__Work instructions__. Write out, unchanged, the lines from the one holding "Note: for this drill we locate the young" to the close of the listing. Both the first and last lines belong in it.
-- Start --
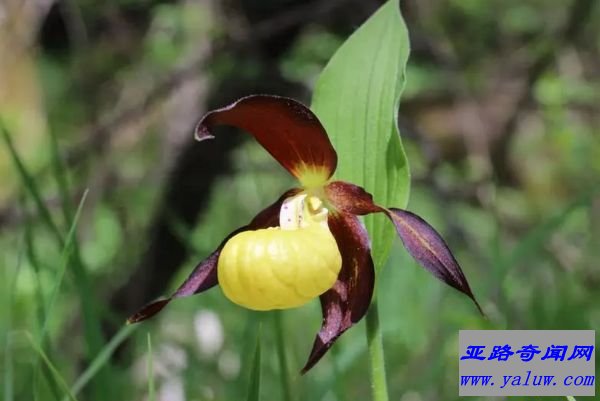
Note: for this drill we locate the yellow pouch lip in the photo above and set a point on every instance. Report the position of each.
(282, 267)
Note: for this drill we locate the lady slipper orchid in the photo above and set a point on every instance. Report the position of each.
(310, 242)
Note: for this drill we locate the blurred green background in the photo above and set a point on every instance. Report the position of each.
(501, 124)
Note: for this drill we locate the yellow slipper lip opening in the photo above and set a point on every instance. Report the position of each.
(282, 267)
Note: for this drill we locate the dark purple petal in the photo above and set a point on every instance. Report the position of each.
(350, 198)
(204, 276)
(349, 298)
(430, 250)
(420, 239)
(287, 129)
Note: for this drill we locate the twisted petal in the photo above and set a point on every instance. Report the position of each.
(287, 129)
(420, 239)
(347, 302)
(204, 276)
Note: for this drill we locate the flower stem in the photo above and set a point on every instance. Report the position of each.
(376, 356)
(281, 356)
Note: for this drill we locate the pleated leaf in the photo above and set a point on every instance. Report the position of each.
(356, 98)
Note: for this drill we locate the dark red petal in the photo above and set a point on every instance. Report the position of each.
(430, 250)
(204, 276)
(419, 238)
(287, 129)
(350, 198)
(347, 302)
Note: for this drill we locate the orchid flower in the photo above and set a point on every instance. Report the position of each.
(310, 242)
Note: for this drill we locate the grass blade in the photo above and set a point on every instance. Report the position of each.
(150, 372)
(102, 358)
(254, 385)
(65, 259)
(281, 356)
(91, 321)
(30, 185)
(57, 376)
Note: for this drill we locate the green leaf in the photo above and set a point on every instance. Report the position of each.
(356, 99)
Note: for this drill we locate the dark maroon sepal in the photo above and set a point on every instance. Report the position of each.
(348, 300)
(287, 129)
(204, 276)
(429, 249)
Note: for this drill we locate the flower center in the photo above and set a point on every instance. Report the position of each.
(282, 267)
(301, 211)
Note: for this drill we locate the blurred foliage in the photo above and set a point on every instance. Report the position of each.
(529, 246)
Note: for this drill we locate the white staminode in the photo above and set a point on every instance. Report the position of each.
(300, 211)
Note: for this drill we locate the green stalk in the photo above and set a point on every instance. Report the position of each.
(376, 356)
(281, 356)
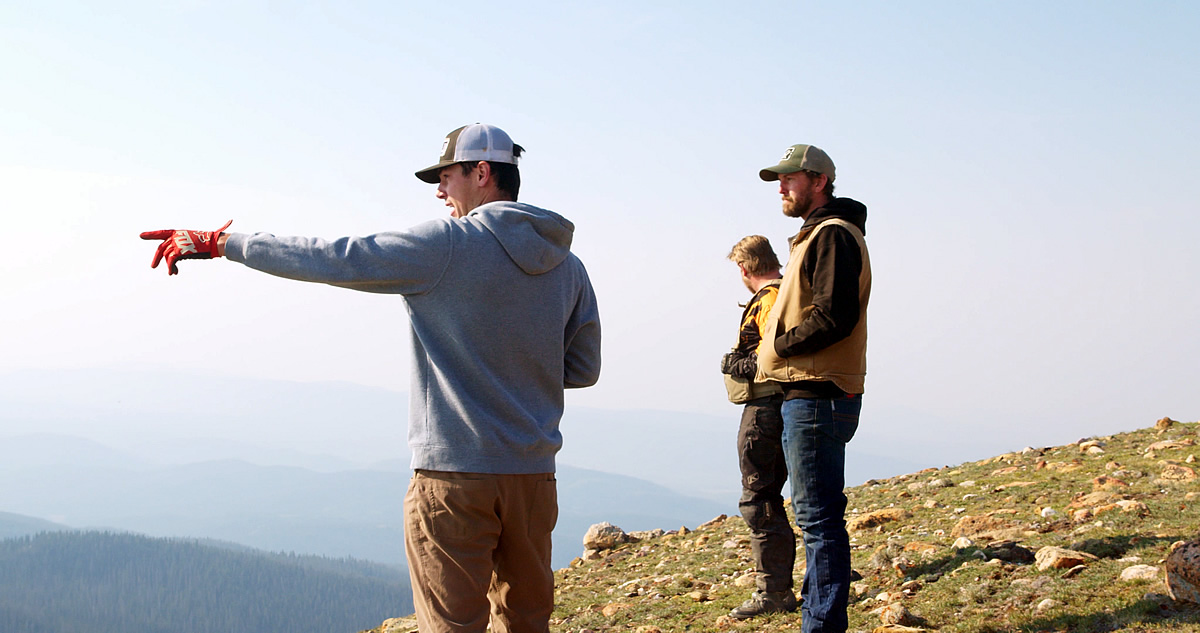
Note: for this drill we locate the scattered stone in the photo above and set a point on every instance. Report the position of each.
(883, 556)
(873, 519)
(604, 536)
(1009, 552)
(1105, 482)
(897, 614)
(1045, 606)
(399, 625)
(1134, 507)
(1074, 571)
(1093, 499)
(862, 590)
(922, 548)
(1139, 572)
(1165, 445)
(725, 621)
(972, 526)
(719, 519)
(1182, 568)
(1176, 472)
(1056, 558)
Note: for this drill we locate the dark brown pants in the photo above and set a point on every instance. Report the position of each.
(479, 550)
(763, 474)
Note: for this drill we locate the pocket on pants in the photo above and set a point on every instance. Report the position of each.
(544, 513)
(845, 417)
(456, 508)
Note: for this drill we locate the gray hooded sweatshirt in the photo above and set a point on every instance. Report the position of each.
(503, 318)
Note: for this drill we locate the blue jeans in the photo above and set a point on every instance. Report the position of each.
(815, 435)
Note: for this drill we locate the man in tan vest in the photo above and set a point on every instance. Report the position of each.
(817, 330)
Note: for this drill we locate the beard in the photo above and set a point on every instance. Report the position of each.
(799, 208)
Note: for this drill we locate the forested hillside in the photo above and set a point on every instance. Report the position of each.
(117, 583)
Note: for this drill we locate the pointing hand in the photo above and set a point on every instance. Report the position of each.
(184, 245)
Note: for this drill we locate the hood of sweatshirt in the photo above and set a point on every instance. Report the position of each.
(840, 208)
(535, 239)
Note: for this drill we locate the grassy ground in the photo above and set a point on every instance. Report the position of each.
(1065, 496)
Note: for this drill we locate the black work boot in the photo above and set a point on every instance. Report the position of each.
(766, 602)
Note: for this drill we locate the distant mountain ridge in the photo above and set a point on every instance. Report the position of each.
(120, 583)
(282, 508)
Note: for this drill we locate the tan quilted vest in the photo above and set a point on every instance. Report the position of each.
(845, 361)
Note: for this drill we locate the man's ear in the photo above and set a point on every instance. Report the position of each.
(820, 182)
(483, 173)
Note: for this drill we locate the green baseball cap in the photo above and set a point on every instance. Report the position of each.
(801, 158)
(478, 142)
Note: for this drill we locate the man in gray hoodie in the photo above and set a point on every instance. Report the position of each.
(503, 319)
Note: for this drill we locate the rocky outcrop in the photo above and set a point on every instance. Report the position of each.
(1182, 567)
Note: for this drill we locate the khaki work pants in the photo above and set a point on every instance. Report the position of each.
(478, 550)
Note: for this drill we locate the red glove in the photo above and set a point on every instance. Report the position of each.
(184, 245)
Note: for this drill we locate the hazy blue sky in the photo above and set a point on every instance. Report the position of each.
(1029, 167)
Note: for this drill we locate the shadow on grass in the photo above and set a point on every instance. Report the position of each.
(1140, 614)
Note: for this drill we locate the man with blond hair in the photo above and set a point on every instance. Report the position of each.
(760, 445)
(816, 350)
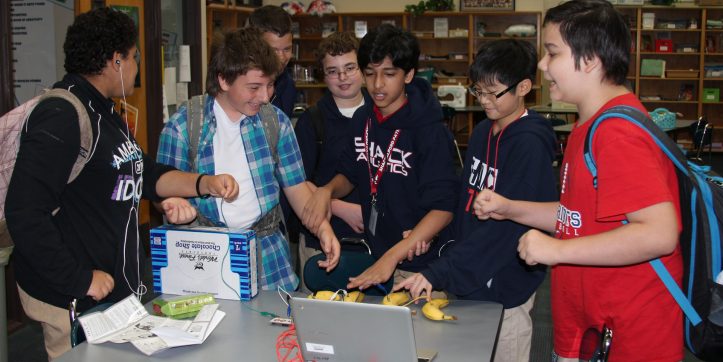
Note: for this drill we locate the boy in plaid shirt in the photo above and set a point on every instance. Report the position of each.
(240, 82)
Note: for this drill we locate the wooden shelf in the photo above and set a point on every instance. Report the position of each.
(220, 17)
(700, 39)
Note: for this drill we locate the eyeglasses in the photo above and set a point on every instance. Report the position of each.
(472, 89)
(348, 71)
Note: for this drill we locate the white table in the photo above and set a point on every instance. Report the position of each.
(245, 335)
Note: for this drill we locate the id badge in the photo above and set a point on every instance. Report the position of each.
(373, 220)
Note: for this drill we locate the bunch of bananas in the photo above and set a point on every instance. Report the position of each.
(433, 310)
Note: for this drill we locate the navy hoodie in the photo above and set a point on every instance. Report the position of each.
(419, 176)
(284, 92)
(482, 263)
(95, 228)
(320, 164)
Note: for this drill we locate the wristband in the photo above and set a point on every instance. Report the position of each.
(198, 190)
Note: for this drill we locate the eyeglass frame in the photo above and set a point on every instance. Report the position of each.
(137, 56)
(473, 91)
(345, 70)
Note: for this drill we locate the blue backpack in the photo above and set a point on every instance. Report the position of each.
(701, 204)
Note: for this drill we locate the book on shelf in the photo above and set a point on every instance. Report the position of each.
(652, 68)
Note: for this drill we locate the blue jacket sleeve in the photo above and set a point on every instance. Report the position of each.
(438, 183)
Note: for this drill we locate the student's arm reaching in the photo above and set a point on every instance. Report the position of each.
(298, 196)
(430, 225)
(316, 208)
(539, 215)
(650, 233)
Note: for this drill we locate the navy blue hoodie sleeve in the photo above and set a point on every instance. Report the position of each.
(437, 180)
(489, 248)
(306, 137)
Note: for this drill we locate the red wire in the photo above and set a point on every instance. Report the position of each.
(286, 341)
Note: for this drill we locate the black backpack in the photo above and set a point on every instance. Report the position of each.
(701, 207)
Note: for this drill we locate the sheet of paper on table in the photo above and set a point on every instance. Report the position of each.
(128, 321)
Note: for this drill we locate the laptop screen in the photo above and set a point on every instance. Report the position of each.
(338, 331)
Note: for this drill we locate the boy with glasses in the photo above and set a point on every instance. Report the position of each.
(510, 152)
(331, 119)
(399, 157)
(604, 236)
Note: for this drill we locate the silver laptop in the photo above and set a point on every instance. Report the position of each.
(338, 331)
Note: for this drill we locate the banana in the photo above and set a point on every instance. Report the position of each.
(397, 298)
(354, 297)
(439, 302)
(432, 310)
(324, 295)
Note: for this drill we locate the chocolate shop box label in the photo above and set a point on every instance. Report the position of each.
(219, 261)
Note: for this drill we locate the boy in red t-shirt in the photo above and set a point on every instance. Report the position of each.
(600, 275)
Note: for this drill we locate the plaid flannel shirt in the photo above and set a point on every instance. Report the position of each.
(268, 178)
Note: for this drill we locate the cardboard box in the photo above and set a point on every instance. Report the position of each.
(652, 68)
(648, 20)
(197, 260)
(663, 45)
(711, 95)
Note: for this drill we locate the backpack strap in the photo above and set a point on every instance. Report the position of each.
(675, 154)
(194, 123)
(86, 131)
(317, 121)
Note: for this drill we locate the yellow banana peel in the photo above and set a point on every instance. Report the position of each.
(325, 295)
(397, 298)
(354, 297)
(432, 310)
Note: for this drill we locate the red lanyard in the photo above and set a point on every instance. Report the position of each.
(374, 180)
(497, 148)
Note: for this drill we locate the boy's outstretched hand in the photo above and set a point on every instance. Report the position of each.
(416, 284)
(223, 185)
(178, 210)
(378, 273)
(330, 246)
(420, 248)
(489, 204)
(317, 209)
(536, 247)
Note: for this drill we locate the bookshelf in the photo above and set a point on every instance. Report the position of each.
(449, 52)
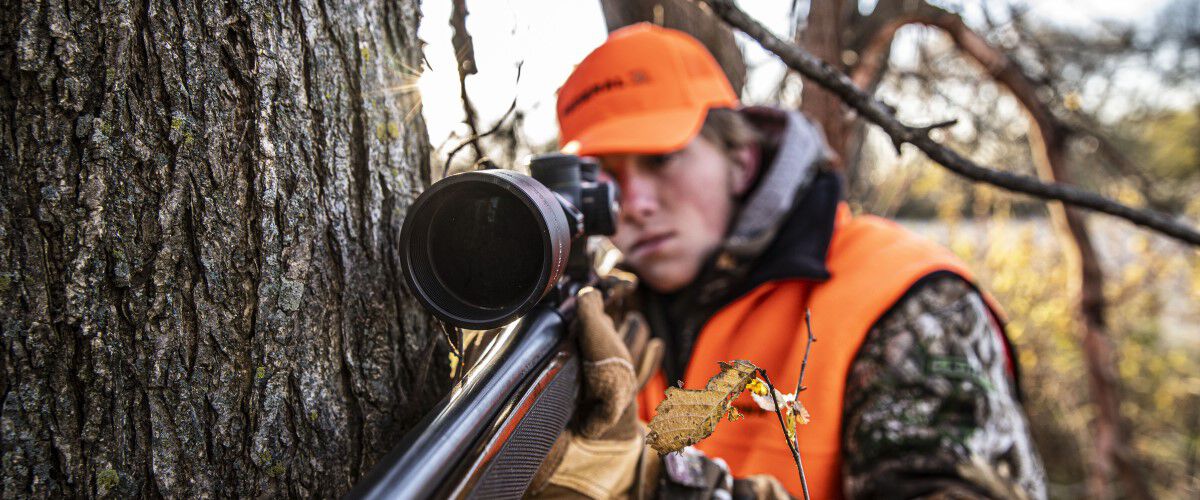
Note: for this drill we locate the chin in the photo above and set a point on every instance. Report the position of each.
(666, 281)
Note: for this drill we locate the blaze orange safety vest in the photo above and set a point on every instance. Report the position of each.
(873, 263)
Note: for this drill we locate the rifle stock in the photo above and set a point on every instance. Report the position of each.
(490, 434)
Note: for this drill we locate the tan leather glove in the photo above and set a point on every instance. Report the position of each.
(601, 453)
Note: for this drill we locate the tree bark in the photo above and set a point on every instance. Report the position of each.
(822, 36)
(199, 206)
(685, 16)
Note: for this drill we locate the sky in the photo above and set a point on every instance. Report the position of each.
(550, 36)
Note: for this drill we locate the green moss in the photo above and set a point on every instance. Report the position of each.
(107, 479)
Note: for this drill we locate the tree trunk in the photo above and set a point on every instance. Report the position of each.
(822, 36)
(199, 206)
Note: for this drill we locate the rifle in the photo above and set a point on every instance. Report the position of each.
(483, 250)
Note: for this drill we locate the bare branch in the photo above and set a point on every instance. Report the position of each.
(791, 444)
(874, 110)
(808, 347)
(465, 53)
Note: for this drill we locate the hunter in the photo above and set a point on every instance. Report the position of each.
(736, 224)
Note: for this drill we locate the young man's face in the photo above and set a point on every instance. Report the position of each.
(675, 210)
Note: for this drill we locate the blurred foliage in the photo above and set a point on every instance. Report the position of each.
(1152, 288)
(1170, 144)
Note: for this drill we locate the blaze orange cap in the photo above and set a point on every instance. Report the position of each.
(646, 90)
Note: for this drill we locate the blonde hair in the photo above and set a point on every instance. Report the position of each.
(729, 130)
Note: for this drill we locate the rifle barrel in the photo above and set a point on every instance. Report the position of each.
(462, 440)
-- End --
__Solution for this task__.
Note: for this drill we locate the young man's face in the photo above and set a point on every instance. Report the position of each.
(675, 210)
Note: for this drill we locate the blurred foliage in the photo above and set a point on every instance. Report the position of each.
(1152, 288)
(1170, 144)
Note: for this drill we locate the blaze orange cap in the photo above and set a point on every instance. Report the position of each.
(646, 90)
Note: for this drill we locate the blonde hair in the photo above and set a point on every instance. Report the position of each.
(729, 130)
Note: for this drill we locate the rifle barrel in the photo above and set a point on every instance. Report the position of each.
(462, 440)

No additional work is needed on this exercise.